→ **EXERCISE AIM**:
Reproduce the tail of the data exactly. It starts at the line containing "ground. Thank you!" and runs to the last line.

→ **AVAILABLE DATA**:
BEGIN

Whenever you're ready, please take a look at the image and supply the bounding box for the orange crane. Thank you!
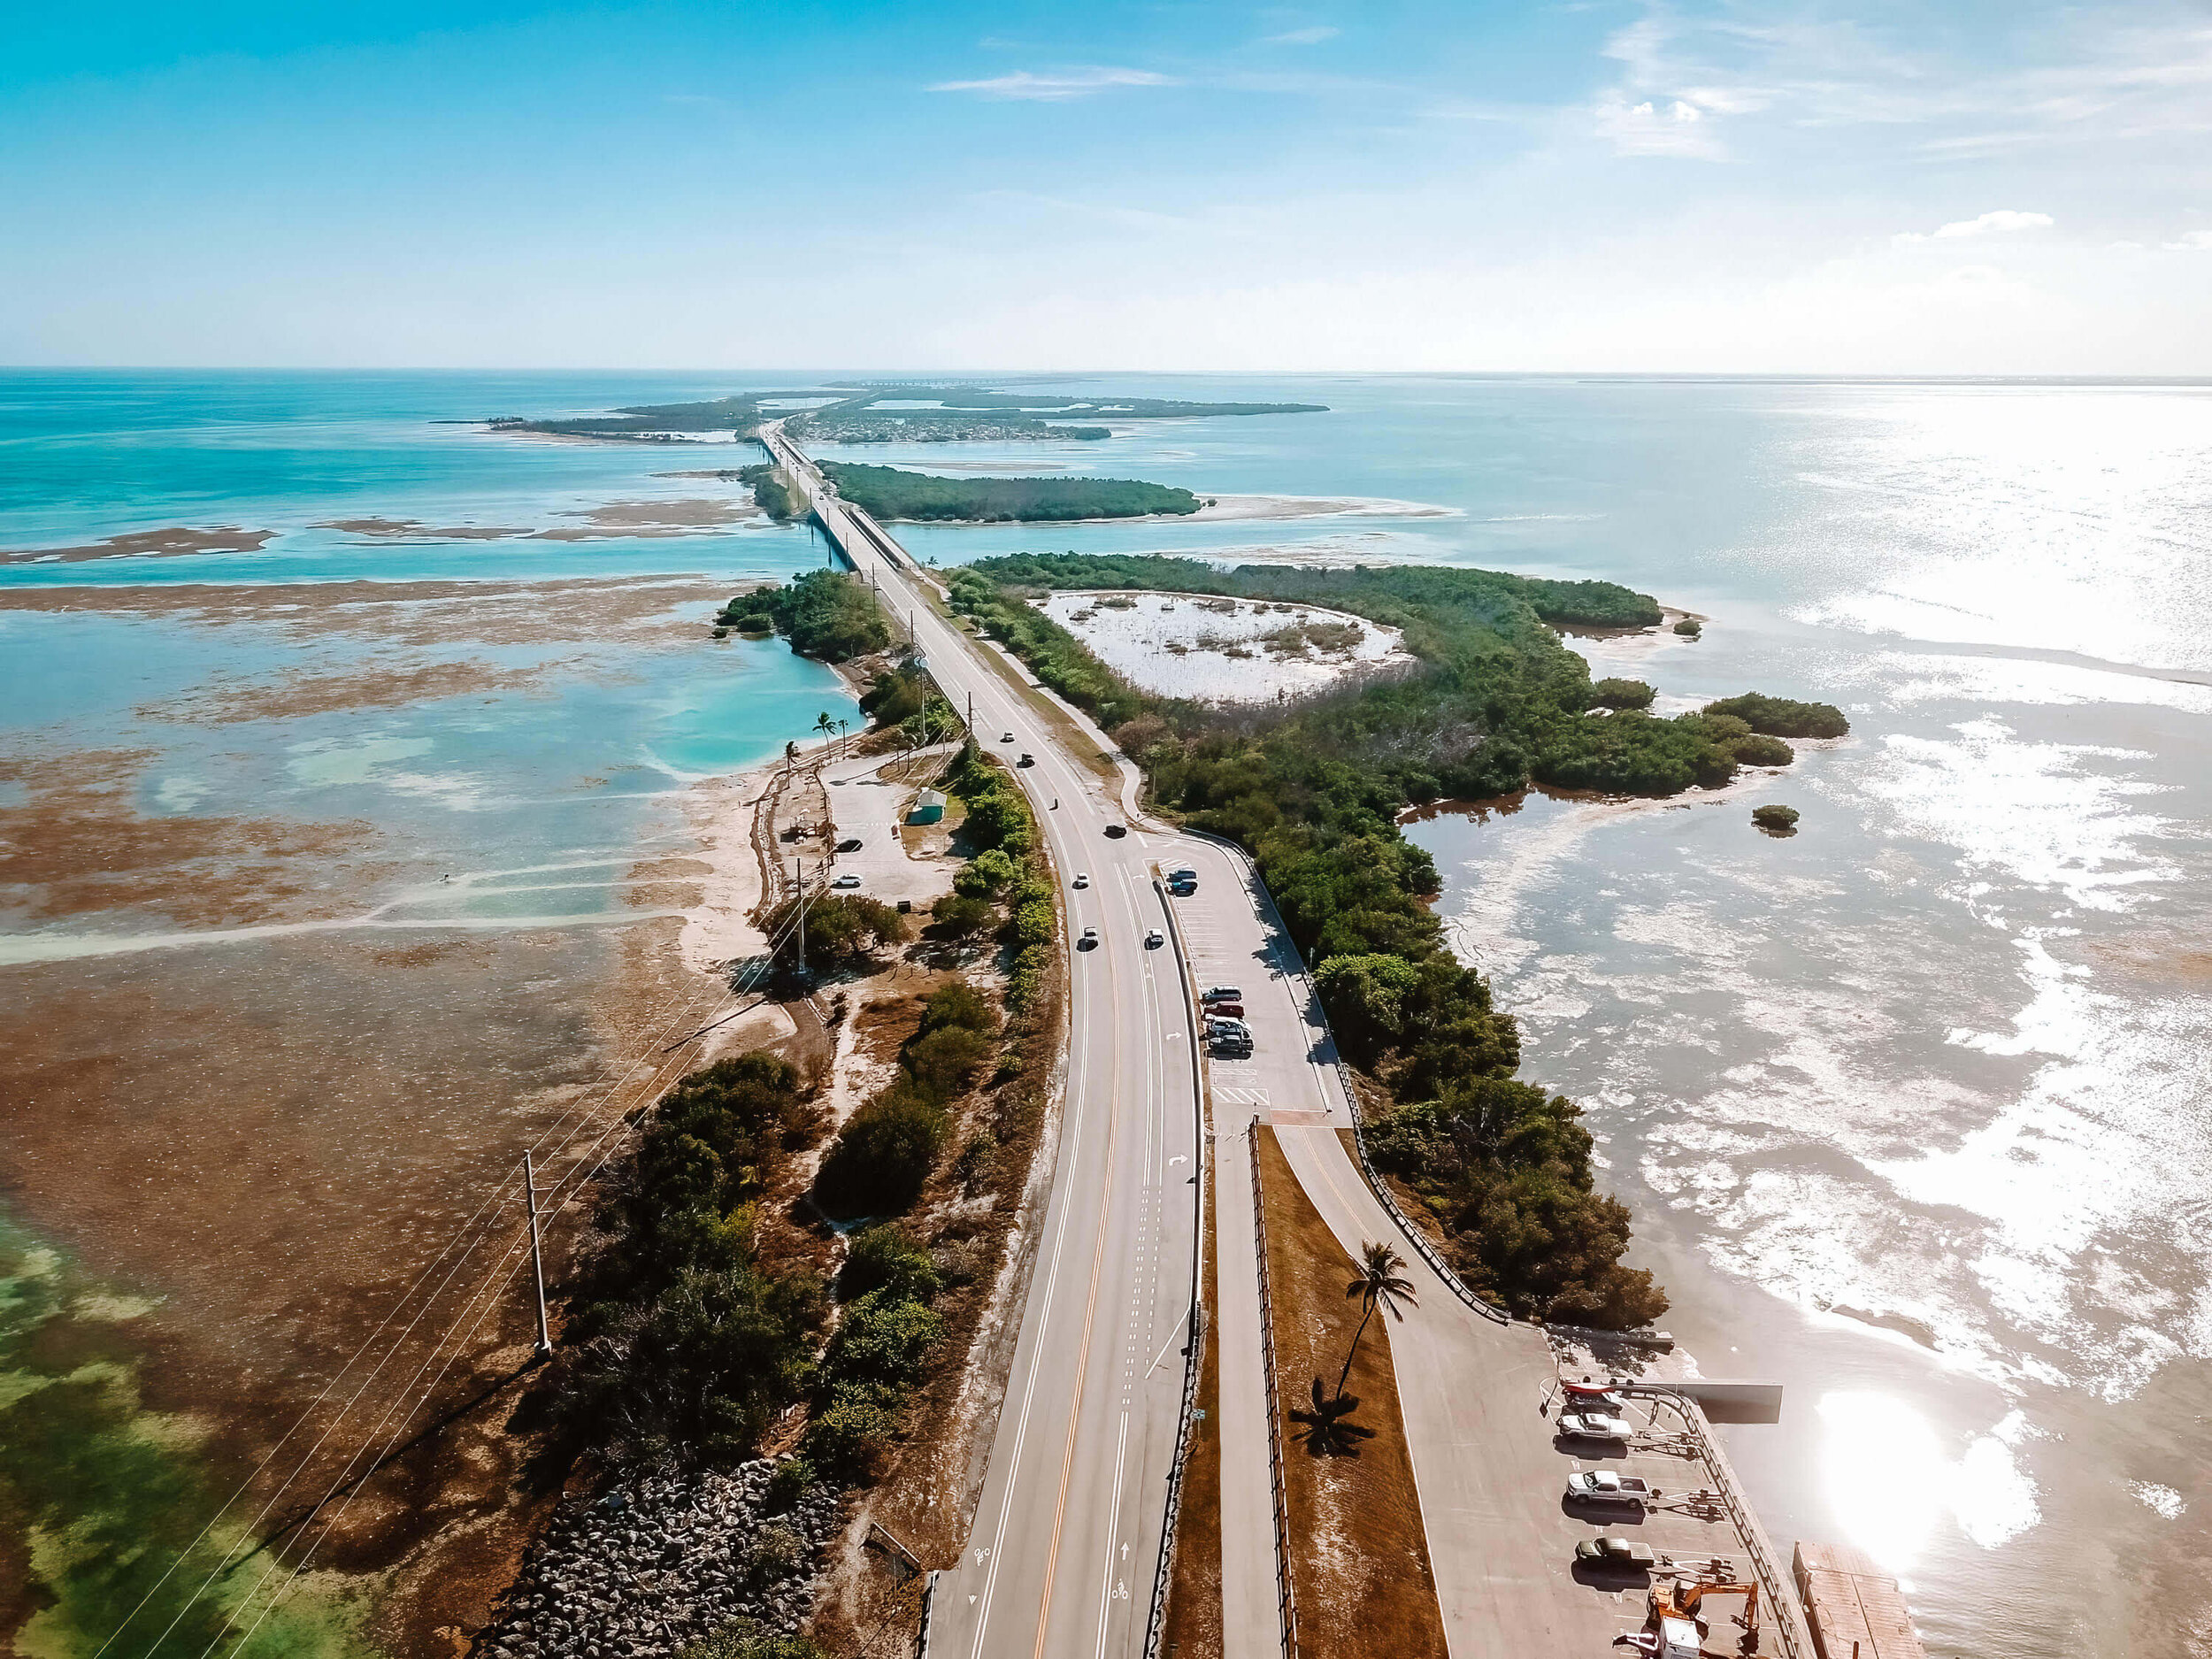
[1650,1563,1762,1653]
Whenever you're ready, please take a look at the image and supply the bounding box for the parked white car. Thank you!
[831,873,861,889]
[1556,1413,1633,1440]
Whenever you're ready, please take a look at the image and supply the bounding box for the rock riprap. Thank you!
[474,1459,841,1659]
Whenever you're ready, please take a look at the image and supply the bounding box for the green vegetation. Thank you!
[819,463,1202,523]
[541,1027,982,1484]
[937,742,1057,1012]
[760,891,907,972]
[1752,803,1801,832]
[680,1620,829,1659]
[549,1052,826,1465]
[1702,692,1850,739]
[1672,618,1702,637]
[1590,677,1655,710]
[733,463,806,521]
[818,384,1327,419]
[793,412,1110,443]
[719,569,890,662]
[1364,1084,1663,1327]
[495,383,1325,444]
[0,1217,364,1659]
[966,549,1663,631]
[814,979,997,1217]
[939,551,1833,1325]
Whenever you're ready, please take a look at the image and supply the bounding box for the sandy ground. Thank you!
[2,526,278,563]
[1040,589,1415,703]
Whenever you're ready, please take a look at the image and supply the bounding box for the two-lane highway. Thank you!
[764,427,1204,1659]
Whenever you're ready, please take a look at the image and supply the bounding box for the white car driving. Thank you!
[1072,872,1090,889]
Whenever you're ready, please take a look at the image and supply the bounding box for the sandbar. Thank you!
[1,526,276,564]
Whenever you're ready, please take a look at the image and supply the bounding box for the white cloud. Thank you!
[1936,209,2056,238]
[927,66,1175,101]
[2163,229,2212,250]
[1895,210,2055,245]
[1265,26,1340,46]
[1594,95,1720,157]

END

→ **EXERCISE OUTPUT**:
Whenever you're ready, please take a look at the image and supply the bounding box for the sandy ground. Thank you!
[2,526,278,563]
[1040,589,1415,703]
Whenever you're ready, please take a look at the image and supply the bounding box for the two-lane highway. Thank you!
[764,427,1204,1659]
Whenever you're ready, please take a look at the image and supply the bounding box for the white car driving. Thank you!
[1072,872,1090,889]
Whenever you're ready, please take a look at the image and supply the bounding box for the sandbar. Thank you!
[1,526,276,564]
Whenever you're ready, please take a look at the image and supply the bounding box for the white cloud. Thank you!
[1936,209,2056,238]
[927,66,1175,101]
[2163,229,2212,250]
[1895,210,2055,245]
[1265,26,1340,46]
[1594,95,1720,157]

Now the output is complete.